▶ WORK INSTRUCTIONS:
Render every line of the entries below as a numbered list, skipping any blank lines and omitting the pictures.

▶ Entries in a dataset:
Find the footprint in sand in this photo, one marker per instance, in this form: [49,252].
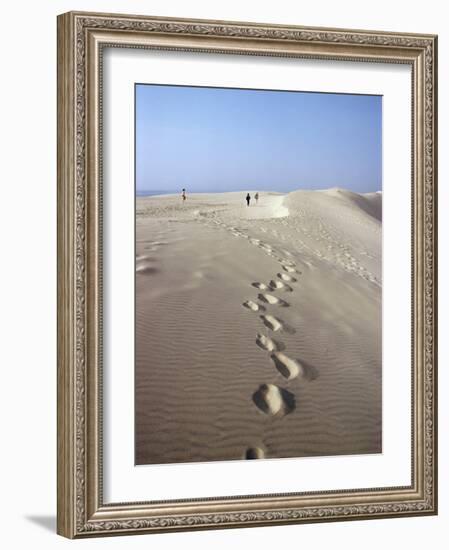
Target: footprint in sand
[272,300]
[254,452]
[286,277]
[271,322]
[279,285]
[144,267]
[268,344]
[291,368]
[260,286]
[273,400]
[249,304]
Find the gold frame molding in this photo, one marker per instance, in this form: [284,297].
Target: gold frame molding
[81,38]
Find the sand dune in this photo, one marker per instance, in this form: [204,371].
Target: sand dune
[258,330]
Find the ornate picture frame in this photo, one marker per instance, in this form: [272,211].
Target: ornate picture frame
[82,38]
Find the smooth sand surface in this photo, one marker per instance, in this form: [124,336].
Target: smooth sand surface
[258,330]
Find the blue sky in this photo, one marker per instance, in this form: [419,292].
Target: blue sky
[223,139]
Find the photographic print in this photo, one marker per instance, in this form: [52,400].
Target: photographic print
[258,288]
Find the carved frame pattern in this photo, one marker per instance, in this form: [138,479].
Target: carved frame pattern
[80,508]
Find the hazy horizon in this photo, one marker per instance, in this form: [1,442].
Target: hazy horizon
[212,140]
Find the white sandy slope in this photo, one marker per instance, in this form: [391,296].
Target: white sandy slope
[258,330]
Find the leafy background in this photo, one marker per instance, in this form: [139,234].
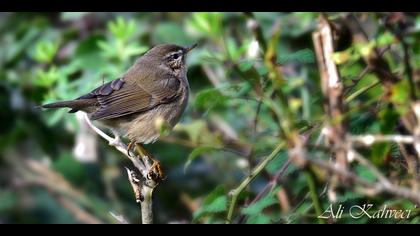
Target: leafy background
[53,170]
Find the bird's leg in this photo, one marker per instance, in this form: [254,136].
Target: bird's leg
[130,146]
[117,138]
[155,171]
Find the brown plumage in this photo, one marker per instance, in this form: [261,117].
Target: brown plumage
[152,92]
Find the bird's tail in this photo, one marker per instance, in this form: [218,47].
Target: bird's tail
[75,105]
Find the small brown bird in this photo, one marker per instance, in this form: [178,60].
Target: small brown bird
[152,92]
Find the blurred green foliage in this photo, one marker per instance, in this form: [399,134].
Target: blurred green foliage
[228,127]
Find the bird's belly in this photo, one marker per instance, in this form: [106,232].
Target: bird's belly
[146,127]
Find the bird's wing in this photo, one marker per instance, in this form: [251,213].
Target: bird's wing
[119,98]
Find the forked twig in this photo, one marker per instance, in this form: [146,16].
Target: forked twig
[143,189]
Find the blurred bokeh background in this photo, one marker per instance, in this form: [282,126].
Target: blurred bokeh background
[53,169]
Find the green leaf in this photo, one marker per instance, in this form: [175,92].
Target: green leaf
[365,173]
[73,15]
[209,98]
[302,56]
[400,96]
[197,152]
[278,162]
[45,51]
[215,202]
[259,219]
[8,199]
[170,32]
[257,208]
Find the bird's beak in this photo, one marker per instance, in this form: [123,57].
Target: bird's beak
[189,48]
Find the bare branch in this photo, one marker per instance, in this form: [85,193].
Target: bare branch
[143,191]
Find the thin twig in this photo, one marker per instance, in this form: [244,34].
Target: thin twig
[143,191]
[370,139]
[237,191]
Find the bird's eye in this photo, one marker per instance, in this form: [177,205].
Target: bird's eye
[175,56]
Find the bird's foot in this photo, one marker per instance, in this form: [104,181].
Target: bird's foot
[130,146]
[155,171]
[116,141]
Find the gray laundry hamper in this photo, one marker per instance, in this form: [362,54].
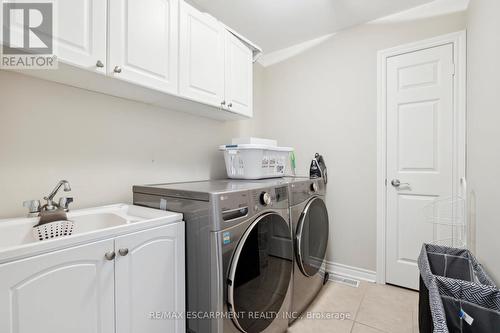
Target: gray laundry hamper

▶ SOLUTION BELOW:
1. Find the footprint in sand in this photo, one marker per instance, in this form: [49,252].
2. Target: footprint in sand
3. [272,300]
4. [254,452]
5. [286,277]
6. [271,322]
7. [279,285]
8. [144,267]
9. [268,344]
10. [291,368]
11. [260,286]
12. [273,400]
13. [249,304]
14. Find the gold frame molding in this photo, one marker per instance, in this form: [284,297].
15. Target: gold frame molding
16. [81,38]
17. Find the sand dune in this photo, one marker per instance, in this form: [204,371].
18. Target: sand dune
19. [258,330]
20. Find the ornate picture frame in this photo, one marker per instance, in this form: [272,211].
21. Target: ornate picture frame
22. [82,38]
23. Find the smooth sand surface in this photo, one marker per instance, in this form: [124,336].
24. Target: smooth sand surface
25. [258,330]
26. Find the blue sky in this photo, one marker per instance, in this form: [419,292].
27. Target: blue sky
28. [223,139]
29. Find the photographic print in this photo, one marker per instance, in this form: [52,400].
30. Target: photographic print
31. [258,288]
32. Find the carved frame pattern in this photo, one marker per instance, in this form: [138,479].
33. Target: carved frame pattern
34. [80,508]
35. Find the hazy horizon in this photo, one marker per instance, in this form: [1,442].
36. Target: hazy horizon
37. [212,140]
38. Find the white sandy slope in this photo, one marker per instance, in this form: [391,296].
39. Target: white sandy slope
40. [258,330]
41. Find the leafy background in this photo, one marker per instance, in this form: [139,234].
42. Target: leafy background
43. [53,170]
44. Find the bird's leg in this photo, one marker per instance, in this form: [254,136].
45. Target: bird's leg
46. [130,146]
47. [117,138]
48. [155,171]
49. Find the brown plumage in this photo, one marker per instance, in this form: [261,117].
50. Target: brown plumage
51. [152,92]
52. Find the bird's tail in this photo, one marker per instance, in this form: [218,47].
53. Target: bird's tail
54. [75,105]
55. Find the small brown bird in this photo, one marker per instance, in this form: [178,60].
56. Target: small brown bird
57. [152,92]
58. Find the blurred green foliage in this photo, one marker per instance, in this form: [399,134].
59. Target: blurred green foliage
60. [228,127]
61. Find the bird's belly in this photo, one marker per instance, in this form: [106,232].
62. Target: bird's belly
63. [146,127]
64. Find the bird's wing in this photo, one marker per instance, in this form: [251,213].
65. Target: bird's wing
66. [119,98]
67. Find the forked twig in this photo, one marker per instance, in this form: [146,16].
68. Target: forked twig
69. [143,189]
70. Find the blurred bokeh background in this photo, one marker per instance, in this form: [282,126].
71. Target: blurred bokeh background
72. [53,169]
73. Find the green leaf in this photo, one marker per instance, in this form: [175,92].
74. Target: green leaf
75. [365,173]
76. [73,15]
77. [209,98]
78. [302,56]
79. [400,96]
80. [197,152]
81. [278,162]
82. [45,51]
83. [215,202]
84. [259,219]
85. [8,199]
86. [170,32]
87. [257,208]
88. Find the bird's beak in this photo, one marker per instance, in this form: [123,57].
89. Target: bird's beak
90. [189,48]
91. Find the bare branch in this photo, one marker per instance, in this form: [85,193].
92. Target: bare branch
93. [143,191]
94. Find the thin twig in this photo, one marker per instance, in this form: [244,34].
95. Target: thin twig
96. [143,191]
97. [370,139]
98. [237,191]
99. Find the bird's eye in this photo, one marker per instance, in this form: [177,205].
100. Target: bird's eye
101. [175,56]
102. Find the bird's foot in this photo, one marker per instance, in this form: [104,181].
103. Target: bird's foot
104. [130,146]
105. [155,171]
106. [116,141]
107. Find the gray laundry hamper in this photo, one marker per instance, in this form: [362,54].
108. Target: gray laundry hamper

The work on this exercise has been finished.